** start Given text **
Columns Jeffrey Salkin: Martini Judaism Opinion

Why can’t the New York Times get Hanukkah right?

Rabbi Jeffrey Myers leads a gathering in Hanukkah songs after lighting a menorah outside the Tree of Life synagogue on the first night of Hanukkah, Dec. 2, 2018, in the Squirrel Hill neighborhood of Pittsburgh. A gunman shot and killed 11 people while they worshipped on Oct. 27, 2018, at the temple. (AP Photo/Gene J. Puskar)

Every few years, the New York Times runs a contest: “Best Essay About Hanukkah By An Ambivalent Jew.”

That is the only explanation for this past week’s crop of New York Times op-ed pieces about Hanukkah.

“The Gray Lady” is showing signs of advanced Jewish arteriosclerosis.

Take yesterday’s article, “That’s One Alternative Santa.”

The author, a comedy writer,  begins with the traditional disavowal of any substantive Jewish connections or affiliations.

In theological terms, there is little love lost between me and Judaism. But culturally — with my unwavering devotion to [Howard] Stern on the radio, [Philip] Roth on the page, [Bob] Dylan on the stereo and kugel in the oven — I am a Hasid.
** end Given text **
Requirements:
- A) Pull out every line of the rows that contains the string "damaged", counting only matches with the same case.
- B) Carry the column on the New York Times and Hanukkah forward from its last sentence.
The rows that follow have no connection to the column on Hanukkah.
** start Given information **
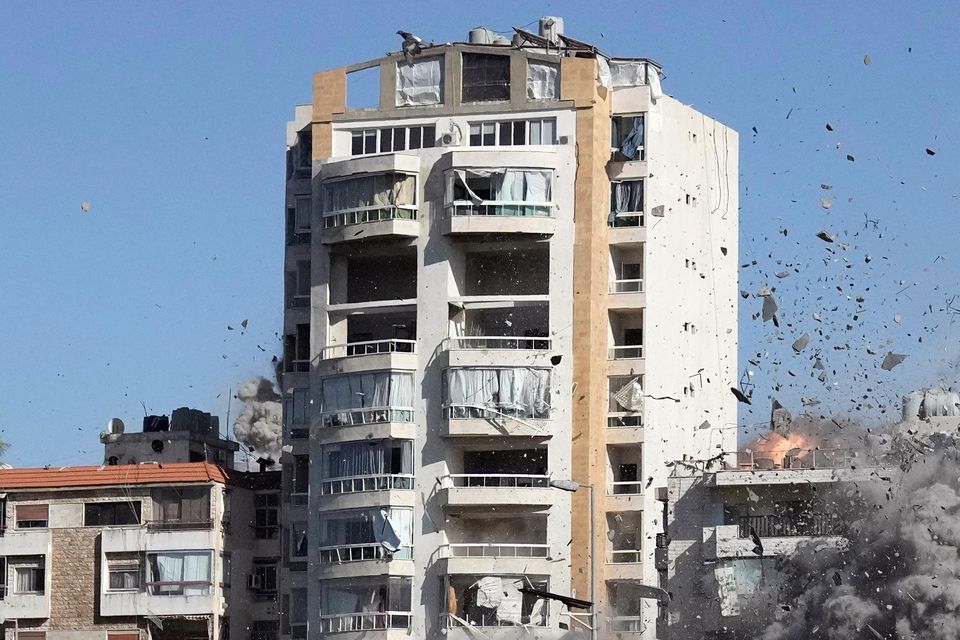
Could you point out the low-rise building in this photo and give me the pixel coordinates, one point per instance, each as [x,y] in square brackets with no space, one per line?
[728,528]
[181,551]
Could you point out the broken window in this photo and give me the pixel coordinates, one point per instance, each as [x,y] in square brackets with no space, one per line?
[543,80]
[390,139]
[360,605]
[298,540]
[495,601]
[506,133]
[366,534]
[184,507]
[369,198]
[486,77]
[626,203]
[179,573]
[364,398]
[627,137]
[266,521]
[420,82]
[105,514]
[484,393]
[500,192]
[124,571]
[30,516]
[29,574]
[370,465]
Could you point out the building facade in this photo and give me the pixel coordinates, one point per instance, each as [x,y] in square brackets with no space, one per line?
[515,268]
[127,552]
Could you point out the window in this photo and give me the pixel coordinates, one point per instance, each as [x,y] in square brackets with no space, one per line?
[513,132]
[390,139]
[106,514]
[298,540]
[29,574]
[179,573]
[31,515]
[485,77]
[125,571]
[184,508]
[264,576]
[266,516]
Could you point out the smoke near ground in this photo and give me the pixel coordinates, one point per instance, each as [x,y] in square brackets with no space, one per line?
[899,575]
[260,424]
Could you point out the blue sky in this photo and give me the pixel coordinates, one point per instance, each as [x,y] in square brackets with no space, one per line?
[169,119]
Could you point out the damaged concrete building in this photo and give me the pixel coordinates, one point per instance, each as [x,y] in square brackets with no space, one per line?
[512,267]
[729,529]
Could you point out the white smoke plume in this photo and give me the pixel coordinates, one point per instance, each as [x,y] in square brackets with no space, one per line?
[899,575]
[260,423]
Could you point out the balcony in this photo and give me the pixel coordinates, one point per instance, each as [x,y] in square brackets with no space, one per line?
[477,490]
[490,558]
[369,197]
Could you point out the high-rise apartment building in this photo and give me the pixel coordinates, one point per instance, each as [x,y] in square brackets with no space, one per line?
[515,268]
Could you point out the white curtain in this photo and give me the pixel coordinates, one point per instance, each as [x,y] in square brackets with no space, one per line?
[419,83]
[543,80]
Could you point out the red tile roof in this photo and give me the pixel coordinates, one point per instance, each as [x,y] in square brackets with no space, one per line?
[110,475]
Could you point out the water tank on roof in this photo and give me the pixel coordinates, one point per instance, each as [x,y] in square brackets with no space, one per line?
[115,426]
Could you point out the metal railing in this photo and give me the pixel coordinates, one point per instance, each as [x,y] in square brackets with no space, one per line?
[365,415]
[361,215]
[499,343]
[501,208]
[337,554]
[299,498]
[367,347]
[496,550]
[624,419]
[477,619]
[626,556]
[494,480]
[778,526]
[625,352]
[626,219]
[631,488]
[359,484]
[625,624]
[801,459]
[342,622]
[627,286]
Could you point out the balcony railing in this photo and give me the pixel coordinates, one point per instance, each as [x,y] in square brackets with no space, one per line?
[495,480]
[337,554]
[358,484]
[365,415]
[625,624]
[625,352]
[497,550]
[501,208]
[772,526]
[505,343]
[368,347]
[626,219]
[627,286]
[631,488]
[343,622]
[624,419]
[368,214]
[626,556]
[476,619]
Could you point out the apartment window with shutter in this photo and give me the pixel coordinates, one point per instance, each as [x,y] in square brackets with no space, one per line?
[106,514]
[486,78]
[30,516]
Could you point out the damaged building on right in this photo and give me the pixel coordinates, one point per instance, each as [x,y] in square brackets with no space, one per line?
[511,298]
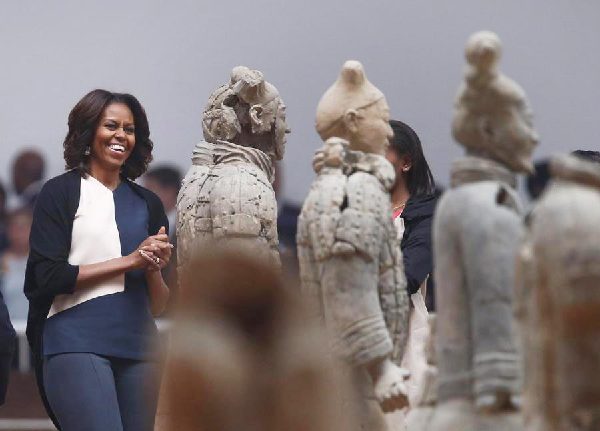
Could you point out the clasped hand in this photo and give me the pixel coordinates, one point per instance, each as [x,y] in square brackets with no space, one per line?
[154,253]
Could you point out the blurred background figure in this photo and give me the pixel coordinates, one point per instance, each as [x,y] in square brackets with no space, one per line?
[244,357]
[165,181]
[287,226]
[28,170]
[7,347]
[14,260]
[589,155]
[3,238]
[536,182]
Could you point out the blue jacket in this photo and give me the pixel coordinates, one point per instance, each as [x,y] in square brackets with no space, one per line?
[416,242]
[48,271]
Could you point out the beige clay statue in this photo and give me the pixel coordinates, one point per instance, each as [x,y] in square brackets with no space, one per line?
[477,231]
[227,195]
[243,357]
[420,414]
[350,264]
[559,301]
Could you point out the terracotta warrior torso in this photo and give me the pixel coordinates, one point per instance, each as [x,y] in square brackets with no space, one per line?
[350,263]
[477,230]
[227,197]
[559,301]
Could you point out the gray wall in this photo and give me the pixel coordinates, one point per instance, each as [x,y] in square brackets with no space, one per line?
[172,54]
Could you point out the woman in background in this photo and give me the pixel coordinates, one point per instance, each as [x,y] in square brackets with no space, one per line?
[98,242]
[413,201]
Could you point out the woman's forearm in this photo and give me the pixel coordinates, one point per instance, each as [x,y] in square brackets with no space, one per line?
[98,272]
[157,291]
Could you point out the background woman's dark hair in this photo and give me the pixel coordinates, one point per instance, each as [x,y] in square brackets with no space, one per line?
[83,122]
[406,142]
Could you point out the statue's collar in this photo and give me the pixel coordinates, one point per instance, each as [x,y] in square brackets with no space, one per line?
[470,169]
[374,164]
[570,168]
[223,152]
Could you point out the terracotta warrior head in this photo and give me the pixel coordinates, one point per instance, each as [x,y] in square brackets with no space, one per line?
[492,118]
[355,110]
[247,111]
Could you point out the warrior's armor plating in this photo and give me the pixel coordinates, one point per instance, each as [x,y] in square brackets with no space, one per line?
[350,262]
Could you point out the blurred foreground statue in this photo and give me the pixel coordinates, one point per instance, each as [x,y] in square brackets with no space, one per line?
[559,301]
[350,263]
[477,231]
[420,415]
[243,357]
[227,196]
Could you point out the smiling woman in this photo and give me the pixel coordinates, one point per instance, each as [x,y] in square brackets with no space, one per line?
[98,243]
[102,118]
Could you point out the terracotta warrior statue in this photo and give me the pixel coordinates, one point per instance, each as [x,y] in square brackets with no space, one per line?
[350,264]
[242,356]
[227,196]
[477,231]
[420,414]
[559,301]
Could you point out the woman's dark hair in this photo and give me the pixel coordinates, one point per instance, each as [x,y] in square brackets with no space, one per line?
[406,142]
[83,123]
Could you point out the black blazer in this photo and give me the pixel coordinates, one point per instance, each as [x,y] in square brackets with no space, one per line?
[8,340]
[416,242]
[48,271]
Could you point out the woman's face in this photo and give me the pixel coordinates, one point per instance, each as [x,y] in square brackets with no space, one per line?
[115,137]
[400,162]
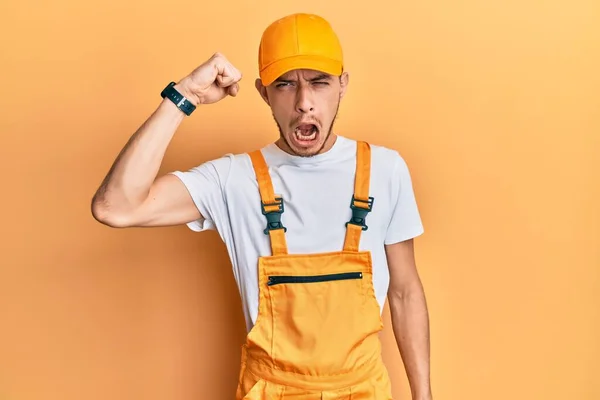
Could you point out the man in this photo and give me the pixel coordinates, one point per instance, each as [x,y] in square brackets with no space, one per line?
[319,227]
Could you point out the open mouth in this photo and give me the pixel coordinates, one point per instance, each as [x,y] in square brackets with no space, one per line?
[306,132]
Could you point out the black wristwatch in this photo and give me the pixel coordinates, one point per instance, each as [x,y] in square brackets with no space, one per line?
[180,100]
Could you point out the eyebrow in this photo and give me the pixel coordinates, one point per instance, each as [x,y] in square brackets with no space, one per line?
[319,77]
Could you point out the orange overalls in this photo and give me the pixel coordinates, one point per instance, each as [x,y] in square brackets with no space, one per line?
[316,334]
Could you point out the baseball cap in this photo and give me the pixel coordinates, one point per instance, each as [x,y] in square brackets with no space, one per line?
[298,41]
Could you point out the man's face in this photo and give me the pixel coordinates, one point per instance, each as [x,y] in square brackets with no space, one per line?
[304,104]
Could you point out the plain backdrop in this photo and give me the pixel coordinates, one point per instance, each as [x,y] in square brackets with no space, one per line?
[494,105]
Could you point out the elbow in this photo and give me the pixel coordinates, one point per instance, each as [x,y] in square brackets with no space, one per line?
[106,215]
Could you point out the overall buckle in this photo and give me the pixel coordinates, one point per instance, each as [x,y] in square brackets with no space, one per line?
** end Given information **
Written responses:
- A)
Could you point out the damaged concrete building in this photo and give me the pixel coordinates, one point per instance, each as [x,y] in square brackets with no space, one per line?
Could you point out the damaged building on right in this photo and give me the pixel coordinates, one point per instance, each as [x,y] in square brackets with no space, one per line?

- B)
This self-identification as a Rhett Butler Jew — “Frankly, my dear, I don’t give a damn” — points him in the direction of embracing the “traditional” Hanukkah symbol — Hanukkah Harry — a fictional character on Saturday Night Live.

My wife, who grew up in Italy, seemed skeptical. “Did you learn about Harry at Hebrew school?” she asked. “I don’t recall,” I said, truthfully. “It was a Reform temple, so they mostly just talked about the Holocaust.”

First: about Jewish culture.

I love culture — high, low, and middle. Same with Jewish culture.

But, all forms of Jewish expression are not created equal. Maimonides is still better than Matisyahu — if only because two hundred years from now, people will still be studying Maimonides.

The self-proclaimed cultural Jew must realize that laughing at Howard Stern and loving Dylan, however enjoyable, is Jewishly infertile. It will not create another generation of committed Jews.

Second: the snarky remark about Reform Jewish education.

The author believes that the bulk of his religious education was about the Holocaust. I somehow doubt that, but it doesn’t matter.

That was the piece that “stuck.” Why? It is the most dramatic. It is what has sufficed for too many Jews as their Jewish connection. As such, it is far too negative to serve as any kind of regular link to a joyful Jewish identity.

Did it sting to see my movement “dissed” in the pages of the Times? Yes.

Do I, as a Reform rabbi and educator, feel chastened — about the time we dedicate to real Jewish learning in a way that would produce lasting Jewish Velcro?

Also, yes.

The author continues:

As my fellow Jews the world over light menorahs, the eternal flames twisting through centuries to connect them to their woebegone forebears, my family will gather to pay our respects to Hanukkah Harry, the Not Ready for Prime Time Player who delivers toys to Jewish girls and Jewish boys.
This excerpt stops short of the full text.